**EXERCISE PROMPT**
When transcribing the entries, keep each one exactly as it is.

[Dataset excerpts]
+---+

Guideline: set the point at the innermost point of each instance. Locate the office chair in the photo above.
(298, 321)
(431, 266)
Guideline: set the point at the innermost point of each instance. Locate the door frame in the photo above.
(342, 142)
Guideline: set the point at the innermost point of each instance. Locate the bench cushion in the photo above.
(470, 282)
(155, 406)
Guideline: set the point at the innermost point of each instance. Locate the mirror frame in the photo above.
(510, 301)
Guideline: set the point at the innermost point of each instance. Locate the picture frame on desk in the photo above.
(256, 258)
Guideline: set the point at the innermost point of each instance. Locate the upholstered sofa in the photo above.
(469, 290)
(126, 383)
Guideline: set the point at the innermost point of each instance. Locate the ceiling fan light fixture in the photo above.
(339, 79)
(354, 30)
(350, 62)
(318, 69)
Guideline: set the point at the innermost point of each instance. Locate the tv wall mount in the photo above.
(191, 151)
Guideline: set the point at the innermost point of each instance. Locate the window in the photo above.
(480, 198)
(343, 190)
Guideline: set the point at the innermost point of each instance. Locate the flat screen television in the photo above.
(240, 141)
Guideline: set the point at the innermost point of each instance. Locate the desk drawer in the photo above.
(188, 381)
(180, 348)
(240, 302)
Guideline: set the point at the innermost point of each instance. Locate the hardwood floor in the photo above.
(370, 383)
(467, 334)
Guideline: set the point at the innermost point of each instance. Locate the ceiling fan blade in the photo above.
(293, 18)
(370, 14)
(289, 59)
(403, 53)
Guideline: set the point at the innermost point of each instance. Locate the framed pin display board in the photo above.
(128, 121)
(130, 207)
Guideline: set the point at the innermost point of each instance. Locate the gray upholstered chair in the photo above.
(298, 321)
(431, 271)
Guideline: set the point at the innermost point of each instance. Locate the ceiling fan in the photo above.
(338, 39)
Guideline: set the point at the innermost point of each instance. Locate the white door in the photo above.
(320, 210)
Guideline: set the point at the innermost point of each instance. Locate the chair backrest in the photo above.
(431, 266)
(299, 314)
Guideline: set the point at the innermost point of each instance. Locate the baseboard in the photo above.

+---+

**RESULT OF THIS TASK**
Guideline: set the point at the innermost point of each instance. Locate the office chair in the photo above.
(298, 321)
(431, 266)
Guideline: set the point at the innermost point of each instance. Locate the door frame in the photo above.
(342, 142)
Guideline: set the point at the innermost point of each instance. Locate the bench cushion in the photo above.
(470, 282)
(155, 406)
Guideline: set the point at the innermost point of each instance. Locate the mirror frame in the photo above.
(510, 301)
Guideline: set the point at the innermost point of each instance. Locate the picture frame on desk in the photo above.
(256, 258)
Guideline: set the point at the innermost point of each instance. Locate the upholstered sofa in the photo above.
(469, 290)
(126, 383)
Guideline: set the point at the innermost point of each instance. Locate the ceiling fan light fixture in the photo above.
(339, 79)
(354, 30)
(350, 62)
(318, 69)
Guideline: set the point at the innermost point of each instance. Locate the tv wall mount in the photo above.
(191, 151)
Guideline: set the point at the innermost point of each instance. Locate the window in the photo above.
(480, 198)
(343, 190)
Guideline: set the point at the innermost point of each instance. Locate the flat screen television in the photo above.
(240, 141)
Guideline: set the point at the innermost point of each instance. Locate the desk drawer in the photo above.
(188, 381)
(180, 348)
(240, 302)
Guideline: set the point at the innermost point of each instance. Locate the hardwood floor in the photo above.
(370, 383)
(467, 334)
Guideline: set the point at the innermost point of each instance. Locate the ceiling fan blade in the photo above.
(293, 18)
(370, 14)
(289, 59)
(403, 53)
Guideline: set the point at the innermost point of each instance. Locate the framed pin display board in the photo above.
(128, 121)
(130, 207)
Guideline: set the point at the innermost point of each instance. Locate the gray upholstered chair in the photo above.
(298, 321)
(431, 271)
Guideline: set the point at the innermost point of each instance. Locate the ceiling fan in the photo above.
(338, 39)
Guideline: set the point at the innermost point of each instance. Locate the white door in the photo above.
(320, 210)
Guideline: set the point at the innermost point of each instance. Locate the chair backrest in the photo above.
(431, 266)
(299, 314)
Guideline: set the point at the innermost point of each instance. Locate the baseboard in the photo above.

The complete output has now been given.